** BEGIN PROVIDED RECORDS **
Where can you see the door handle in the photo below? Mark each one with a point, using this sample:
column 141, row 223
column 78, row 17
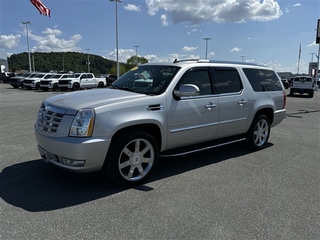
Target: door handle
column 210, row 105
column 242, row 101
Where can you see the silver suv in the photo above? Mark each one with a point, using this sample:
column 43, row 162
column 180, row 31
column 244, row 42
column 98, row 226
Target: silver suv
column 159, row 109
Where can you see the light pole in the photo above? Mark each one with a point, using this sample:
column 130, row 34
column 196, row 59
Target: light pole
column 63, row 62
column 34, row 68
column 312, row 56
column 118, row 69
column 136, row 54
column 26, row 23
column 207, row 39
column 88, row 59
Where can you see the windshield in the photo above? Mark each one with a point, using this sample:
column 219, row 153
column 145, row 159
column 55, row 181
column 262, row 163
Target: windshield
column 147, row 79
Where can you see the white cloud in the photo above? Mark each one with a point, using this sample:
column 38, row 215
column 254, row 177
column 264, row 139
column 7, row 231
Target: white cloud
column 188, row 49
column 51, row 43
column 50, row 31
column 215, row 10
column 211, row 54
column 235, row 49
column 9, row 41
column 164, row 20
column 312, row 44
column 132, row 7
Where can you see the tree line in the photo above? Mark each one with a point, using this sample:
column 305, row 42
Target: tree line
column 69, row 61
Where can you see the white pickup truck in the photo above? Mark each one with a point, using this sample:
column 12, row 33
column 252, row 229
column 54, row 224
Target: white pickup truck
column 79, row 81
column 302, row 84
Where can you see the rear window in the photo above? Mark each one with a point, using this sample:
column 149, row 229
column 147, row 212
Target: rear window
column 263, row 80
column 303, row 79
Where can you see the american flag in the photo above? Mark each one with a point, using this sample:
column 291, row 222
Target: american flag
column 42, row 8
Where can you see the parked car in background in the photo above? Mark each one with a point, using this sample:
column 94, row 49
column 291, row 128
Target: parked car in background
column 18, row 81
column 301, row 85
column 52, row 83
column 79, row 81
column 34, row 81
column 285, row 82
column 159, row 109
column 111, row 78
column 6, row 76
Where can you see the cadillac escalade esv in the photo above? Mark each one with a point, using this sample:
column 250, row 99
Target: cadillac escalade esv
column 159, row 109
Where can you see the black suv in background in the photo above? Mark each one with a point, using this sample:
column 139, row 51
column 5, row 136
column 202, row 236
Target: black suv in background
column 111, row 78
column 6, row 76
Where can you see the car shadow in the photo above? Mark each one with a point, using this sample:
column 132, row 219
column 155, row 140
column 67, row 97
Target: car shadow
column 36, row 186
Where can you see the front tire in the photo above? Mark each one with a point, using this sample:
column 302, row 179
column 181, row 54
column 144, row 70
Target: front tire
column 76, row 87
column 259, row 132
column 131, row 158
column 55, row 87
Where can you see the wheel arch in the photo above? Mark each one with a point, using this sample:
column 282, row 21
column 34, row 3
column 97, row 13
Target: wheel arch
column 150, row 128
column 268, row 111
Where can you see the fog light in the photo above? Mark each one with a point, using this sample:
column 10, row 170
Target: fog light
column 71, row 162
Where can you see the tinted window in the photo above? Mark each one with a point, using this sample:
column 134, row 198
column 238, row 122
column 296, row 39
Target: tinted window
column 263, row 80
column 303, row 79
column 227, row 80
column 148, row 79
column 198, row 77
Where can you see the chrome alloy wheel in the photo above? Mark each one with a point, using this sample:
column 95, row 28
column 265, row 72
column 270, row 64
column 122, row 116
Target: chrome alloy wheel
column 136, row 159
column 261, row 132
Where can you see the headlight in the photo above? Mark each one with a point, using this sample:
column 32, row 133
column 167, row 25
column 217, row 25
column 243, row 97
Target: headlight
column 82, row 125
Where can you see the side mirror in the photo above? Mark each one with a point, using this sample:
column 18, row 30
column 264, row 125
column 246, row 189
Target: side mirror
column 187, row 90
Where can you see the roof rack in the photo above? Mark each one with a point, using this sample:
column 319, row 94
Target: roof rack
column 185, row 60
column 235, row 62
column 217, row 61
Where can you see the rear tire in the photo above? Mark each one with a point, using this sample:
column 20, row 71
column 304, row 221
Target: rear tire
column 132, row 157
column 259, row 132
column 76, row 87
column 291, row 93
column 55, row 87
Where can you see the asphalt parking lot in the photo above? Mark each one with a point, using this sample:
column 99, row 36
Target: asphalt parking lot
column 223, row 193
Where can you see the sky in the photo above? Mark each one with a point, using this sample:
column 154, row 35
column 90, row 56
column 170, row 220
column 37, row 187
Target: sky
column 269, row 32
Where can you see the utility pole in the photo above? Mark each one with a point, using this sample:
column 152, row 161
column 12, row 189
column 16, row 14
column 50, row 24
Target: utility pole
column 207, row 39
column 26, row 23
column 136, row 54
column 312, row 56
column 88, row 59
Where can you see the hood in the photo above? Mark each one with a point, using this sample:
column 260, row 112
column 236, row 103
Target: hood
column 72, row 102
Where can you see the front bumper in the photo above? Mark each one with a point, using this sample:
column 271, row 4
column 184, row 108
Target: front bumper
column 89, row 151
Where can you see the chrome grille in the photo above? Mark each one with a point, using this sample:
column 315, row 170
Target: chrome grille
column 49, row 119
column 63, row 81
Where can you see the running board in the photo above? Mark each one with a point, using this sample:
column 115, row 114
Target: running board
column 196, row 148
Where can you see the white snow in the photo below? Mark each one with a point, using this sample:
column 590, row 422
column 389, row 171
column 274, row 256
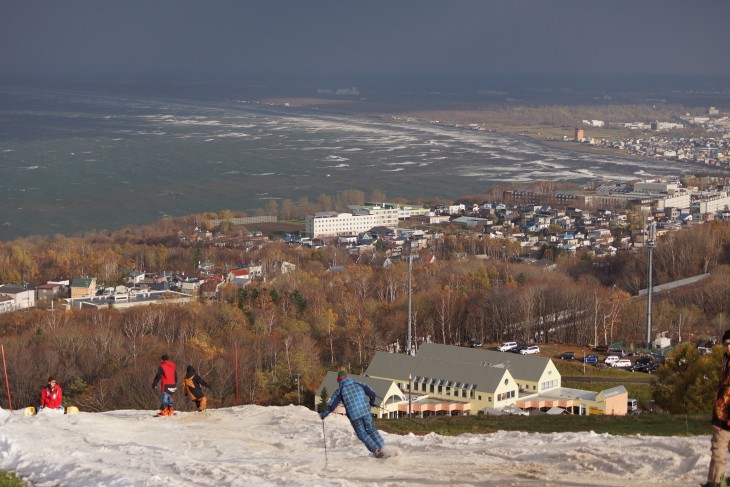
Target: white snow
column 284, row 446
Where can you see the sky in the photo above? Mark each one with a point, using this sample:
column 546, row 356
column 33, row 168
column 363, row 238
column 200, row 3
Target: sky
column 258, row 446
column 356, row 41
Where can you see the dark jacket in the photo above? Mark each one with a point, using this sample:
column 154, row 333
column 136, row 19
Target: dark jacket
** END PROVIDED RECORDS **
TO DO
Without the pictures, print the records in full, exactly as they appear.

CORRECT RESULT
Where can you see the door handle in the photo below? Mark each one with a point, using this sample:
column 141, row 223
column 78, row 17
Target: door handle
column 210, row 105
column 242, row 101
Where can you see the silver suv in the photo above? Mark each one with a point, using this sample:
column 43, row 162
column 180, row 31
column 244, row 42
column 98, row 226
Target: silver suv
column 159, row 109
Where can you see the light pole in the photo above? Mark each one with a point, using this sample:
column 130, row 34
column 196, row 59
Target: light pole
column 63, row 62
column 34, row 68
column 312, row 56
column 118, row 69
column 136, row 54
column 26, row 23
column 207, row 39
column 88, row 59
Where can you see the windshield in the photo above? Mark each one with a point, using this sample:
column 219, row 153
column 145, row 159
column 55, row 181
column 262, row 163
Target: windshield
column 147, row 79
Where can you see the white cloud in the photo above? Mark each one with a point, using this sample:
column 38, row 215
column 254, row 177
column 264, row 139
column 7, row 231
Target: white cloud
column 188, row 49
column 51, row 43
column 50, row 31
column 215, row 10
column 211, row 54
column 235, row 49
column 9, row 41
column 164, row 20
column 312, row 44
column 132, row 7
Where can you see the tree line in the photo above? Mark each one with a point, using this sample:
column 305, row 42
Target: tree line
column 69, row 61
Where can you see the white pickup truck in the photo above? Mark each one with a point, using this sample:
column 12, row 33
column 252, row 229
column 54, row 224
Target: white pickup truck
column 79, row 81
column 302, row 84
Where can you see the rear window in the photo above? Mark each one with a point, using this sample:
column 149, row 229
column 147, row 212
Target: rear window
column 263, row 80
column 303, row 79
Where can you see the american flag in the photo above? Mark each one with a point, using this sample:
column 291, row 222
Target: american flag
column 42, row 8
Where can you see the parked car in background in the photo above? Mark each one with a point, using this sample:
column 94, row 49
column 291, row 128
Target: parked car in background
column 18, row 81
column 301, row 85
column 52, row 83
column 79, row 81
column 34, row 81
column 285, row 82
column 159, row 109
column 111, row 78
column 6, row 76
Where can you see the cadillac escalade esv in the photo above? Mark each one with a point, using this sample:
column 250, row 99
Target: cadillac escalade esv
column 159, row 109
Where can you see the black suv in background in the photo above? Mark each one with a point, using this sample:
column 139, row 51
column 5, row 136
column 202, row 236
Target: black suv in background
column 111, row 78
column 6, row 76
Where can you see the car shadow in the photo above? Mark each one with a point, using this sample:
column 132, row 219
column 155, row 140
column 67, row 97
Target: car shadow
column 36, row 186
Where can you see the front tire in the photo above? Mark each one with a point, using this sample:
column 302, row 179
column 181, row 54
column 144, row 70
Target: front tire
column 76, row 87
column 259, row 132
column 131, row 158
column 55, row 87
Where can you see the wheel arch in the photo above? Mark each one with a point, using this sample:
column 282, row 21
column 34, row 3
column 97, row 13
Target: wheel arch
column 150, row 128
column 268, row 111
Where can you see the fog light in the photo above? Mark each one with a point, using this sample:
column 10, row 170
Target: fog light
column 71, row 162
Where can you see the tinted window in the photo above? Mark each one with a point, using this sample:
column 134, row 198
column 238, row 122
column 296, row 39
Target: tinted window
column 263, row 80
column 303, row 79
column 227, row 80
column 148, row 79
column 198, row 77
Where can you see the chrome alloy wheel in the photo above? Mark each one with a point, using this sample:
column 95, row 28
column 265, row 72
column 270, row 64
column 122, row 116
Target: chrome alloy wheel
column 136, row 159
column 261, row 132
Where can you see the headlight in the photo above? Mark each one with a point, using this sample:
column 32, row 133
column 167, row 25
column 217, row 25
column 243, row 97
Target: headlight
column 82, row 125
Where can you see the side mirror in the photo above? Mark each one with a point, using this sample:
column 18, row 30
column 264, row 125
column 246, row 189
Target: side mirror
column 187, row 90
Where can you see the roof rack in the photo above? Mark each one with a point, using this sample:
column 319, row 94
Target: roof rack
column 185, row 60
column 235, row 62
column 217, row 61
Where can you see the rear tire in the photo above? Mark each one with a point, using this sample:
column 20, row 71
column 304, row 221
Target: rear tire
column 132, row 157
column 259, row 132
column 76, row 87
column 291, row 93
column 55, row 87
Where can you see the asphalt parking lot in the photo above? Mark each one with a point, using this sample:
column 99, row 36
Target: asphalt parking lot
column 223, row 193
Where can you see the sky in the photo above? Mark each one with a point, using this sample:
column 154, row 35
column 90, row 56
column 170, row 220
column 37, row 187
Target: sky
column 269, row 32
Where can you see the utility pole in the photo above? Mark each one with a point, using this sample:
column 152, row 161
column 12, row 189
column 16, row 14
column 50, row 24
Target: utility pole
column 207, row 39
column 26, row 23
column 136, row 54
column 312, row 56
column 88, row 59
Where can you see the hood in the photo above? Mark each one with a point, using this sample:
column 260, row 112
column 236, row 103
Target: hood
column 72, row 102
Where can you see the front bumper in the photo above? Mark each one with a point, using this sample:
column 271, row 4
column 184, row 108
Target: front bumper
column 89, row 151
Where can you see the chrome grille in the photo above? Mark each one with a point, using this sample:
column 315, row 170
Target: chrome grille
column 49, row 119
column 63, row 81
Where can you see the running board in the photo above? Mark each one with a point, using this sample:
column 115, row 114
Target: running board
column 196, row 148
Where can you see the white snow in the photo below? Mark each one with a point, using this sample:
column 590, row 422
column 389, row 171
column 274, row 256
Target: white snow
column 284, row 446
Where can you see the sky in the photo above? Mark each one with a point, using this sample:
column 546, row 356
column 33, row 168
column 363, row 238
column 200, row 3
Target: sky
column 258, row 446
column 356, row 41
Where can you see the dark jacket in the photo above? Mark each one with a point, using this sample:
column 154, row 333
column 136, row 19
Target: dark jacket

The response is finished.